**Directions for this task**. The result should be the listing below restated word for word, with images left out.

**Record excerpts**.
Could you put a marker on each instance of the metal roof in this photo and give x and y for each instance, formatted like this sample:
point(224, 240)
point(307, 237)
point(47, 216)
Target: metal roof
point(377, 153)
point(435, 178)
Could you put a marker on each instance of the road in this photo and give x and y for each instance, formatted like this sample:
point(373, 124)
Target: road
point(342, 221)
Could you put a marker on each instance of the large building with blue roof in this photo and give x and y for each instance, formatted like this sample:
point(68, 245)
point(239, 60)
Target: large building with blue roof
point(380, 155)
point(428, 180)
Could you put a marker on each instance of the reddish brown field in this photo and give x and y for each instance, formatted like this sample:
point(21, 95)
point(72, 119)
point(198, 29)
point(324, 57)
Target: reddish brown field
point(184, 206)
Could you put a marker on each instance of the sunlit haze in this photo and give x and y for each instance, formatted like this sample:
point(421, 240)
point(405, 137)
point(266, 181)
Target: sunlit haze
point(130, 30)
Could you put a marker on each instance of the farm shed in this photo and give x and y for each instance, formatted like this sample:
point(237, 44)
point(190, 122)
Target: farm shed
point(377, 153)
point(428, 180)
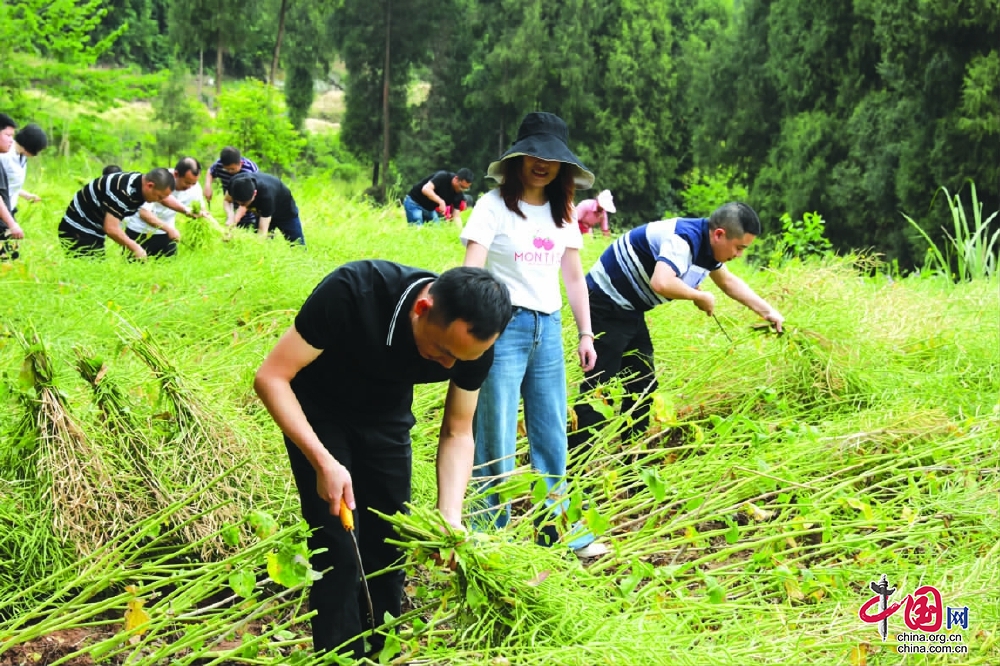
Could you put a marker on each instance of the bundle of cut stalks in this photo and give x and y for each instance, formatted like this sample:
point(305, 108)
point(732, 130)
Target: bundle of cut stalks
point(130, 438)
point(86, 509)
point(201, 445)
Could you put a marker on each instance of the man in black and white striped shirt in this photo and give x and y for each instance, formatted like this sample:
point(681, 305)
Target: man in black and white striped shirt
point(97, 210)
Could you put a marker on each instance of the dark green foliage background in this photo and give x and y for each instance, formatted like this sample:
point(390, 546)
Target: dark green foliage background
point(857, 110)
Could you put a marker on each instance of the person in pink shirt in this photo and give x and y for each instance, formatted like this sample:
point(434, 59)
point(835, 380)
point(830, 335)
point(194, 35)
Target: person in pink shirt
point(590, 212)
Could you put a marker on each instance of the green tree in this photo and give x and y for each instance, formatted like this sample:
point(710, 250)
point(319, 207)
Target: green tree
point(856, 110)
point(219, 26)
point(183, 117)
point(360, 31)
point(144, 41)
point(306, 53)
point(252, 118)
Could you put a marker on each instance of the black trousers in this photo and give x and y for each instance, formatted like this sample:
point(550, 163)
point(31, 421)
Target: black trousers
point(623, 349)
point(155, 245)
point(380, 462)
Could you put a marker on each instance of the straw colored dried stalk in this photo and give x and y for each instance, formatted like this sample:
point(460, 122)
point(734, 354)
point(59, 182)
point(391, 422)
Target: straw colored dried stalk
point(202, 446)
point(131, 438)
point(86, 508)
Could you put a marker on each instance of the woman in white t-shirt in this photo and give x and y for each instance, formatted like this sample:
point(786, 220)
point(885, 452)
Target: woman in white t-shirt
point(526, 234)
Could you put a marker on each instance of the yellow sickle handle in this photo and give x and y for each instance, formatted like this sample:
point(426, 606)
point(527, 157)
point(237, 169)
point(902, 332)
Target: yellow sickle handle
point(346, 516)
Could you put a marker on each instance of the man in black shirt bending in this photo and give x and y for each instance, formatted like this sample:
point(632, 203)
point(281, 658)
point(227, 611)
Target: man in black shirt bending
point(272, 202)
point(435, 194)
point(339, 384)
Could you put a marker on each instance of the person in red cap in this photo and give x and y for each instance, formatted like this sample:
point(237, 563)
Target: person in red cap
point(591, 212)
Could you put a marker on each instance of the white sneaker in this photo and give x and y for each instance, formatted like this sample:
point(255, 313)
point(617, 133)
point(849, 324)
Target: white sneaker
point(593, 549)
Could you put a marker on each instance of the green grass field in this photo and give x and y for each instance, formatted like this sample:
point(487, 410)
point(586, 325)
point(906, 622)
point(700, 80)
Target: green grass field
point(147, 515)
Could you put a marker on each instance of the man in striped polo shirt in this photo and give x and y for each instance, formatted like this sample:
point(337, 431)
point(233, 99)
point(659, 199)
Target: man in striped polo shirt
point(98, 209)
point(654, 264)
point(229, 164)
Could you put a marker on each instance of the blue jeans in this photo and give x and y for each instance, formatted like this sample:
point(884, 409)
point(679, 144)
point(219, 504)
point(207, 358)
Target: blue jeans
point(417, 214)
point(528, 363)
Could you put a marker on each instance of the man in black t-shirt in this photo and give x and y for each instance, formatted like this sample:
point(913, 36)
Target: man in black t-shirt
point(340, 383)
point(272, 202)
point(435, 194)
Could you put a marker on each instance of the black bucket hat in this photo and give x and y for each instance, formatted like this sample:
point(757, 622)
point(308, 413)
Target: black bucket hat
point(544, 135)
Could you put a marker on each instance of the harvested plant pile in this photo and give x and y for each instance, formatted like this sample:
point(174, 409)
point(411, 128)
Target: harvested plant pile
point(86, 506)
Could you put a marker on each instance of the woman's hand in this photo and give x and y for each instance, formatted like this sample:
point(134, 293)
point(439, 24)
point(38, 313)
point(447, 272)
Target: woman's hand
point(585, 350)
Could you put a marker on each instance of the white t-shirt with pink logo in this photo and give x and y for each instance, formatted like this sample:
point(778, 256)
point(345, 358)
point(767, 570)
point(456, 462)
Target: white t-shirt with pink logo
point(524, 253)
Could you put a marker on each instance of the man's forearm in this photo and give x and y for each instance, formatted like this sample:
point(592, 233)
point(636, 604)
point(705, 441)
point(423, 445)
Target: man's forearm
point(5, 215)
point(454, 469)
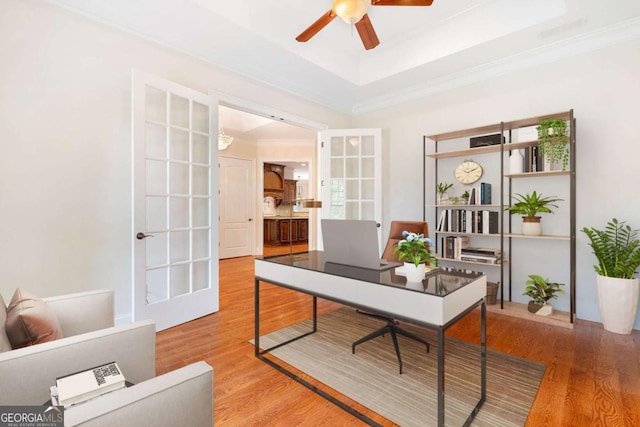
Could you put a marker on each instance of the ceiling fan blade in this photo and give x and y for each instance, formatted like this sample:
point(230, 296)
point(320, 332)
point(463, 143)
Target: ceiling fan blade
point(401, 2)
point(316, 26)
point(367, 33)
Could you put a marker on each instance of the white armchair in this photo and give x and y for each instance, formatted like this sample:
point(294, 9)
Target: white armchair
point(90, 339)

**Problem solution**.
Could you put a marker on each instance of the metal roof in this photo and give x and y for each instance, formatted like this sample:
point(224, 240)
point(307, 237)
point(47, 216)
Target: metal roof
point(377, 153)
point(435, 178)
Could you put a marker on each instance of the road in this photo and give x and y for each instance, formatted like this sample:
point(373, 124)
Target: road
point(342, 221)
Could you put a marker on each instance of the large building with blue roof in this photo and give x and y for each instance, formatted like this sample:
point(68, 245)
point(239, 60)
Target: large building with blue roof
point(380, 155)
point(428, 180)
Could you put a marker on each instance of the reddish brown field in this photo and give x and y for each instance, formatted like this sample:
point(21, 95)
point(72, 119)
point(198, 29)
point(324, 57)
Target: reddish brown field
point(184, 206)
Could you put a marker on each instance of the sunlit haze in this photo and give x and y for each instance, formatted like this sample:
point(421, 240)
point(405, 137)
point(266, 181)
Target: sunlit haze
point(130, 30)
Could you put a marker on each instance of the farm shed in this photo and give x and y for each instance, formatted like this sample:
point(237, 44)
point(190, 122)
Target: farm shed
point(377, 153)
point(428, 180)
Could you put a marker on each instance of the bundle of cut stalks in this photo and give x and y for each instance, formatted like this sample:
point(305, 108)
point(732, 130)
Target: bundle of cut stalks
point(130, 438)
point(86, 509)
point(201, 445)
Could you put a marker on each instance of the man in black and white striped shirt in this photo and give x and y for each instance, formatted like this sample:
point(681, 305)
Target: man in black and white striped shirt
point(97, 210)
Could you put a marker on each instance of the dark green foliage background in this photo and give x and y for each instance, formatted like this sample:
point(390, 546)
Target: dark green foliage background
point(857, 110)
Could you put a marker on each instance of the person in pink shirt in this photo and give x and y for each instance, formatted like this sample:
point(434, 59)
point(835, 380)
point(830, 335)
point(194, 35)
Target: person in pink shirt
point(590, 212)
Could you put a marker on each instance of the green tree in this photo and give x and y for each instance, formatted like this sample:
point(710, 250)
point(319, 207)
Target: green tree
point(856, 110)
point(219, 26)
point(183, 117)
point(360, 31)
point(144, 41)
point(306, 53)
point(252, 118)
Could you put a marker on each instance of the black trousers in this photo and give x and y for each instance, formatted like this sample:
point(550, 163)
point(31, 421)
Target: black trousers
point(623, 349)
point(155, 245)
point(380, 462)
Could you put a marker on each instance of the straw colored dried stalk in this photo and give x and y for each instance, formatted like this sample:
point(460, 122)
point(734, 354)
point(59, 182)
point(391, 422)
Target: straw colored dried stalk
point(202, 446)
point(131, 438)
point(86, 508)
Could you put a marker on each instance of the woman in white t-shirt in this photo and give x and y for each instance, formatted like this sample:
point(786, 220)
point(885, 452)
Target: woman in white t-shirt
point(526, 234)
Could you put a marker on each instance of the yellow sickle handle in this photo and give x and y for each instance, formatted like this sample:
point(426, 606)
point(527, 157)
point(237, 169)
point(902, 332)
Target: yellow sickle handle
point(346, 516)
Could you put a marker on each instance of the man in black shirt bending in this photo and give x and y for each instance, formatted like this sample:
point(632, 203)
point(281, 658)
point(227, 611)
Target: man in black shirt bending
point(272, 202)
point(435, 194)
point(339, 384)
Could you put a marker on each instance of the person in red cap in this photo and give x and y for each instance, formatted like this sample:
point(237, 563)
Target: person in red cap
point(591, 212)
Could you put a marker on each instance of the white sneaker in this photo and give x and y for each instance, formatted like this sample:
point(255, 313)
point(617, 133)
point(849, 324)
Target: white sneaker
point(593, 549)
Could you put a marker on each instance of the green grass field in this photo and give x and y for each instance, formatted like this sample:
point(487, 410)
point(586, 325)
point(906, 622)
point(700, 80)
Target: green grass field
point(147, 515)
Could you put a marker on each instance of the man in striped polo shirt in this photo and give x and y for each instance, formatted like this sample:
point(337, 431)
point(233, 99)
point(659, 199)
Target: man in striped polo shirt
point(98, 209)
point(654, 264)
point(229, 164)
Could you put a marker on each instance of the blue jeans in this photo and give x and y for each instance, formatted like this sample:
point(884, 409)
point(679, 144)
point(219, 504)
point(207, 358)
Target: blue jeans
point(417, 214)
point(528, 363)
Could you put a marker on each instance of the man in black t-shirt in this photo and give x and y for each instance, formatted like this sample:
point(913, 36)
Target: man in black t-shirt
point(340, 383)
point(272, 202)
point(435, 194)
Could you put a marker on each instance of the black bucket hat in this photo and give x and y for each instance, formatted like this sample:
point(757, 622)
point(308, 413)
Target: black bucket hat
point(544, 135)
Could you put a marker on each instance of the harvested plant pile in this photo and give x and y for each instance, formatted like this sample:
point(174, 409)
point(411, 128)
Target: harvested plant pile
point(86, 506)
Could you put a marker on each instance of the woman's hand in this photo and give x and y for each instance, formatted like this sample:
point(134, 293)
point(439, 24)
point(38, 313)
point(447, 272)
Target: woman's hand
point(585, 350)
Could you put a marker on each instance of the white t-shirt with pink logo in this photo and give x and y for each instance, formatted like this sample:
point(778, 256)
point(345, 358)
point(767, 570)
point(456, 462)
Target: white t-shirt with pink logo
point(524, 253)
Could you put a marker on each instance of the man's forearm in this photo and give x and y for each instance, formatted like this sample:
point(592, 233)
point(636, 604)
point(705, 441)
point(423, 445)
Target: man's forearm
point(5, 215)
point(454, 469)
Could you put a marker on each instance of the ceiling fan blade in this photo and give x and y for each instance, formatted like this sample:
point(230, 296)
point(320, 332)
point(463, 143)
Target: ceiling fan blade
point(401, 2)
point(316, 26)
point(367, 33)
Could you put a marker on each instance of the white armchair in this photo and give x and y for each instance, formatted like this sample:
point(294, 9)
Target: white armchair
point(90, 339)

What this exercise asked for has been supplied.